**EXERCISE REQUIREMENTS**:
1) Copy word for word the part of the relaxation-time excerpt between "for i, label" and "e in entries)", inclusive.
2) According to the relaxation-time excerpt, what does locating the green dashed line accomplish? Answer in one to three sentences.

**DOCUMENT EXCERPT**:
* Begin *

The plot demonstrates how the random (hot) start and the ordered (cold) start converge onto an identical thermal average band. The green dashed line marks the threshold where both smoothed trajectories conform simultaneously to the equilibrium properties derived from the simulation tail. This step identifies when the system’s kinetic memory of its initial state has decayed entirely.

[5]:
TOLERANCE_K = 1.0
SMOOTH_WINDOW = 30
DWELL_WINDOW = 30
MIN_FRACTION_INSIDE = 0.85

tau_samples = np.empty((len(TEMPS), len(UPDATES), len(SEEDS)), dtype=float)

for i in range(len(TEMPS)):
    for j in range(len(UPDATES)):
        for s_idx in range(len(SEEDS)):
            trace_r = magnetization_traces_full[i, j, s_idx, 0]
            trace_o = magnetization_traces_full[i, j, s_idx, 1]
            tau_samples[i, j, s_idx] = estimate_relaxation_time_two_start(
                trace_r,
                trace_o,
                k=TOLERANCE_K,
                smooth_window=SMOOTH_WINDOW,
                dwell_window=DWELL_WINDOW,
                min_fraction_inside=MIN_FRACTION_INSIDE,
            )

# Robust central tendency and uncertainty across seeds
median_tau = np.median(tau_samples, axis=2)
p16_tau = np.percentile(tau_samples, 16, axis=2)
p84_tau = np.percentile(tau_samples, 84, axis=2)

# --- Table printout ---
col_w = 34
header = f"{'Temperature':<18}" + "".join(f"{UPDATE_LABELS[u]:>{col_w}}" for u in UPDATES)
print(header)
print('-' * len(header))
for i, label in enumerate(TEMP_LABELS):
    entries = []
    for j in range(len(UPDATES)):
        med = median_tau[i, j]
        lo = p16_tau[i, j]
        hi = p84_tau[i, j]
        entries.append(f"{med:5.0f} [{lo:4.0f}, {hi:4.0f}]")
    row = f"{label:<18}" + ''.join(f"{e:>{col_w}}" for e in entries)
    print(row)

* End *

**Named-object pointing records**:

* Begin *

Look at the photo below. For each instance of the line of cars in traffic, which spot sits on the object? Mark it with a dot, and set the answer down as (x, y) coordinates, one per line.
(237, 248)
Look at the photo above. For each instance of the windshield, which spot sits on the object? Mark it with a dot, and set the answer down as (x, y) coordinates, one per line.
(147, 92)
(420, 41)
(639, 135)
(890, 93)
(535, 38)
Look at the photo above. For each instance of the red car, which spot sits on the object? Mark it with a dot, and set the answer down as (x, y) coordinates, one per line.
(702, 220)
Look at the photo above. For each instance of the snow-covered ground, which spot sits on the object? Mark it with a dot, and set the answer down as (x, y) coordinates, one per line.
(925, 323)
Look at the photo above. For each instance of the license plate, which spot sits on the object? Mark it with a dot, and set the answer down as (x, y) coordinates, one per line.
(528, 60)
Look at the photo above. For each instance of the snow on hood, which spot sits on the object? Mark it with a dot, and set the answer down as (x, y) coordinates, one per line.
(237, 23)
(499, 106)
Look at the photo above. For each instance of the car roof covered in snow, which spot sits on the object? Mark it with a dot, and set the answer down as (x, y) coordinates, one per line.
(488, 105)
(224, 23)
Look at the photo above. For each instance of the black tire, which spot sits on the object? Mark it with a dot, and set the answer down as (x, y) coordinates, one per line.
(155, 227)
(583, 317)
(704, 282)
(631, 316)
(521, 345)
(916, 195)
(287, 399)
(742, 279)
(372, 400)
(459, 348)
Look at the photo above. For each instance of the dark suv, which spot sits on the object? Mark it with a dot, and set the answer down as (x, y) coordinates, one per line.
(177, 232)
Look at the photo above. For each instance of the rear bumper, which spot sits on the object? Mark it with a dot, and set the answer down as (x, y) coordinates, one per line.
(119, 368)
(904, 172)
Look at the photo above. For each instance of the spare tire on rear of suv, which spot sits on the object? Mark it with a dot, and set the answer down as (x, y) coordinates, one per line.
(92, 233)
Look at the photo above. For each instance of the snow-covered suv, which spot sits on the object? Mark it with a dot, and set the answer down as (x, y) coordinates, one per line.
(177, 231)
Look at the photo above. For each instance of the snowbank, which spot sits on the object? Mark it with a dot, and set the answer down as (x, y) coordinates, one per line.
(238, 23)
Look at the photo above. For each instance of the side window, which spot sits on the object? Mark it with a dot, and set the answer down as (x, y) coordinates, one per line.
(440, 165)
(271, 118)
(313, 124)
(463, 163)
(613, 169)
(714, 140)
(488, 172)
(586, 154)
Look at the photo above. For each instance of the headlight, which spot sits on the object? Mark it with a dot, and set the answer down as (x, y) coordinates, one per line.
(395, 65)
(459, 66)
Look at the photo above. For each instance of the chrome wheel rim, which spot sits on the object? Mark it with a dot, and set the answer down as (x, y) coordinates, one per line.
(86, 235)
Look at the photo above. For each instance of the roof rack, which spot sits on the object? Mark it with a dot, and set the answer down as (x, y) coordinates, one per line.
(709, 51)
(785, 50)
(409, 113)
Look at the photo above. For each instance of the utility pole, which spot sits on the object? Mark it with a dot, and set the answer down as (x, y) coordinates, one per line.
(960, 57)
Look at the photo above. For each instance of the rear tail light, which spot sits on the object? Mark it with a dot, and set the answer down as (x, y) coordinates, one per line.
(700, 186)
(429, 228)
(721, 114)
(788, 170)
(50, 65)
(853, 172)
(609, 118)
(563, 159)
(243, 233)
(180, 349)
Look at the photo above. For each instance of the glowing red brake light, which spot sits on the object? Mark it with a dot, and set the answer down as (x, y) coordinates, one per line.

* End *

**THE SOLUTIONS**:
1)
for i, label in enumerate(TEMP_LABELS):
    entries = []
    for j in range(len(UPDATES)):
        med = median_tau[i, j]
        lo = p16_tau[i, j]
        hi = p84_tau[i, j]
        entries.append(f"{med:5.0f} [{lo:4.0f}, {hi:4.0f}]")
    row = f"{label:<18}" + ''.join(f"{e:>{col_w}}" for e in entries)

2) The green dashed line marks the threshold where the smoothed trajectories from the random (hot) and ordered (cold) starts both conform to the equilibrium properties derived from the simulation tail. Locating it identifies when the system's kinetic memory of its initial state has decayed entirely.